--- INFORMATION SHOWN ---
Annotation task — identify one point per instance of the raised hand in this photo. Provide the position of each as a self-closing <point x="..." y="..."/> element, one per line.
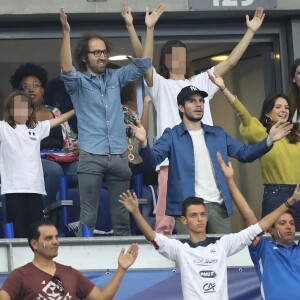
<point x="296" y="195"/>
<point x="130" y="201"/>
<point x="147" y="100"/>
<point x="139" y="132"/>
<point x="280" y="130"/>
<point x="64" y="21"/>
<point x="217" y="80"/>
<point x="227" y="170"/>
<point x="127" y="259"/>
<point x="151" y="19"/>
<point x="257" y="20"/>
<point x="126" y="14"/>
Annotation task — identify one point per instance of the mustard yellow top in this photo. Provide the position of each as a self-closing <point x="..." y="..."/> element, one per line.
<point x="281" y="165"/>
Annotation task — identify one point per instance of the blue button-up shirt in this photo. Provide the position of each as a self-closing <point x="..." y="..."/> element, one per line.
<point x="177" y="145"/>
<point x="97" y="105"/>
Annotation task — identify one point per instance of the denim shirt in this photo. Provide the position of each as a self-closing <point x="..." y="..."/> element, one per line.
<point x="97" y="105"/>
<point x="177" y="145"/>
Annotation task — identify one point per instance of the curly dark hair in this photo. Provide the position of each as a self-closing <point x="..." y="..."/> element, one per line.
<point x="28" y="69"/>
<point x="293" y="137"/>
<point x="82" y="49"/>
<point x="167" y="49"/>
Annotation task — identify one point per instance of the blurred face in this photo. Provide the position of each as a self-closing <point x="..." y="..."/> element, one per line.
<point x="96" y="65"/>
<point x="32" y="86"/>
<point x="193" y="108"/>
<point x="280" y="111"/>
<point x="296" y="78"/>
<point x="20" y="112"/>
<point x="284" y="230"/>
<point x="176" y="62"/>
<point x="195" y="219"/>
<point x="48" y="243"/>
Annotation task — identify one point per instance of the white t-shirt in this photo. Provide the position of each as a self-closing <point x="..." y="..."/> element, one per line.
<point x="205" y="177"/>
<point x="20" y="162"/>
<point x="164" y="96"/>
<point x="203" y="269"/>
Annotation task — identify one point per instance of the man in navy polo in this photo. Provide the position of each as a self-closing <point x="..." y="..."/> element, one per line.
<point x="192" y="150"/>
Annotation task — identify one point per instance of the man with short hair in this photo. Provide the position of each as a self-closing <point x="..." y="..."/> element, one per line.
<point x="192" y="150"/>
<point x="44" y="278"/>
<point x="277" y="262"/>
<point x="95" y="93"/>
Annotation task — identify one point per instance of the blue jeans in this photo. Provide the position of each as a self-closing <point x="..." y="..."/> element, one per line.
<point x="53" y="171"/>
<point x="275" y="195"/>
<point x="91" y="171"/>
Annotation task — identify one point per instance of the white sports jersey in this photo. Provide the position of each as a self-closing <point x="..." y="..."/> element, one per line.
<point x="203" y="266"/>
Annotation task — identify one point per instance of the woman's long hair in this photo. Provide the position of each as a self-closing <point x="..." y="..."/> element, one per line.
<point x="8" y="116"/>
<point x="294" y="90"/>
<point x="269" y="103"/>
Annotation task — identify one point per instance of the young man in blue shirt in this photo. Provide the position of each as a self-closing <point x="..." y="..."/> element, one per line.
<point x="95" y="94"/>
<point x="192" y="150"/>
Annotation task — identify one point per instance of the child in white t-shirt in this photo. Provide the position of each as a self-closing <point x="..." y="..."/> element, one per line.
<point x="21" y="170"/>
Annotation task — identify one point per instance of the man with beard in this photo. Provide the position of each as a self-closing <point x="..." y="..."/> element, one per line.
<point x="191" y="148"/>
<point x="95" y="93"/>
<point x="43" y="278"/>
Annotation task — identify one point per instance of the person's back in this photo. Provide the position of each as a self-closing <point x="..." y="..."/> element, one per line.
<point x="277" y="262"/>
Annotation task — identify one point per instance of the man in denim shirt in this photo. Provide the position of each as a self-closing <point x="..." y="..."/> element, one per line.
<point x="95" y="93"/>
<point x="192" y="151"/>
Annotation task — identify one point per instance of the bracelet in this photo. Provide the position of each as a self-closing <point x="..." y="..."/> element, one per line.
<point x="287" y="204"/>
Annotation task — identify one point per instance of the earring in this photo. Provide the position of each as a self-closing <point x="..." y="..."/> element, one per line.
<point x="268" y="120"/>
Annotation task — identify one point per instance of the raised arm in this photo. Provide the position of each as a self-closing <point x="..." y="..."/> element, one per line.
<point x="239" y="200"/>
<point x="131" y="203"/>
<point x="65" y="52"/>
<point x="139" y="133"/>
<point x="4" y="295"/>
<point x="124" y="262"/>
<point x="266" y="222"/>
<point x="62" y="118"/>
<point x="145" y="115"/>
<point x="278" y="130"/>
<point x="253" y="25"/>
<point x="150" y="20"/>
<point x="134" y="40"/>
---
Nothing but the pictures should be left out when the records are retyped exactly.

OUTPUT FOR THIS EXERCISE:
Annotation task — identify one point per instance of the raised hand in this photo. Provide the position of each as a self-closing <point x="..." y="..."/> element, one per line.
<point x="296" y="195"/>
<point x="130" y="201"/>
<point x="147" y="100"/>
<point x="139" y="132"/>
<point x="280" y="130"/>
<point x="64" y="21"/>
<point x="217" y="80"/>
<point x="227" y="170"/>
<point x="127" y="259"/>
<point x="151" y="19"/>
<point x="257" y="20"/>
<point x="126" y="14"/>
Annotation task — identify one point per instance of the mustard yellow top in this photo. Provide the position of each as a self-closing <point x="..." y="..."/> element, one per line.
<point x="281" y="165"/>
Annotation task — identify one point per instance of the blue button-up shirt in this photo. Provide the position of each as a self-closing <point x="..." y="..."/> element, one per line.
<point x="177" y="145"/>
<point x="97" y="105"/>
Annotation task — identify one point per instance of the denim shirt in this photo. Provide the position of each as a self-closing <point x="..." y="..."/> element, one per line.
<point x="97" y="105"/>
<point x="177" y="145"/>
Annotation task — identify one point per instance of the curly dark hair in this photo. Provide the position of each as a self-closing <point x="..." y="..."/> element, one per line.
<point x="28" y="69"/>
<point x="293" y="137"/>
<point x="82" y="49"/>
<point x="167" y="49"/>
Annotation task — identify one point per instance of the blurred face in this photo. Provide the position of each as a self-closing <point x="..." y="..."/> element, one per line.
<point x="96" y="65"/>
<point x="32" y="86"/>
<point x="193" y="108"/>
<point x="280" y="111"/>
<point x="296" y="78"/>
<point x="20" y="112"/>
<point x="284" y="230"/>
<point x="176" y="62"/>
<point x="195" y="219"/>
<point x="48" y="243"/>
Annotation task — identify one point per instance of the white t-shirt in this photo. Provide the position of each as a self-closing <point x="..." y="..."/> element, one per line.
<point x="205" y="177"/>
<point x="20" y="162"/>
<point x="164" y="96"/>
<point x="203" y="269"/>
Annotation task — identify one point per instance of the man in navy polo in this photo. Provide the position of each as a self-closing <point x="..." y="..."/> element, one per line.
<point x="192" y="150"/>
Annotation task — identify one point per instance of the man with short hair in this photo. Provide the position of each as a self-closing <point x="..." y="..."/> element, one per line.
<point x="192" y="150"/>
<point x="44" y="278"/>
<point x="277" y="262"/>
<point x="95" y="93"/>
Annotation task — identify one point per instance of the blue jeans in this photo. Provide the position of each as a self-closing <point x="..." y="..."/> element, one per line.
<point x="53" y="171"/>
<point x="275" y="195"/>
<point x="91" y="171"/>
Annotation task — identify one point per instance of the white sports jersey in this photo. Provide the position of each as a self-closing <point x="..." y="..."/> element, one per line.
<point x="203" y="266"/>
Annotation task — identify one point per instance of the woman's long hair in this photo. Provide the position of each as a self-closing <point x="..." y="..."/> element, one per line.
<point x="8" y="116"/>
<point x="294" y="90"/>
<point x="269" y="103"/>
Annotation task — identify one point per instance of the young man in blue shirt in this photo. Provide the position of each as a self-closing <point x="..." y="..."/> element, one per line.
<point x="95" y="94"/>
<point x="192" y="150"/>
Annotation task — identify one point per instance of the child in white t-shirt in this photo. Provide the position of each as a self-closing <point x="..." y="..."/> element, one per line.
<point x="21" y="170"/>
Annotation task — identify one point per instance of the man with beard in this photo. Provide the position of each as a self-closing <point x="..." y="..."/> element, one per line.
<point x="191" y="148"/>
<point x="95" y="93"/>
<point x="43" y="278"/>
Annotation task — identify one point per instance of the person's back in this photo. Provide the position of each as a self-closing <point x="..." y="..."/> element, one per line.
<point x="277" y="262"/>
Annotation task — identify one point per instance of the man in denim shirt in this photo. Provide the position of each as a self-closing <point x="..." y="..."/> element, one per line.
<point x="95" y="93"/>
<point x="192" y="151"/>
Annotation task — identify one point per instance of the bracelet in this photo. Provide the position of each as a self-closing <point x="..." y="..."/> element, one per line.
<point x="287" y="204"/>
Annotation task — identify one point per instance of the earring in this photo. Provide the position of each as a self-closing <point x="..." y="..."/> element, one per line.
<point x="268" y="120"/>
Annotation task — identify one point per instance of the raised arm in this photo. Provide the position of each as a self-closing <point x="..." y="..."/> element, one per line.
<point x="239" y="200"/>
<point x="131" y="203"/>
<point x="65" y="52"/>
<point x="139" y="133"/>
<point x="4" y="295"/>
<point x="124" y="262"/>
<point x="266" y="222"/>
<point x="62" y="118"/>
<point x="145" y="115"/>
<point x="278" y="130"/>
<point x="253" y="25"/>
<point x="150" y="20"/>
<point x="134" y="40"/>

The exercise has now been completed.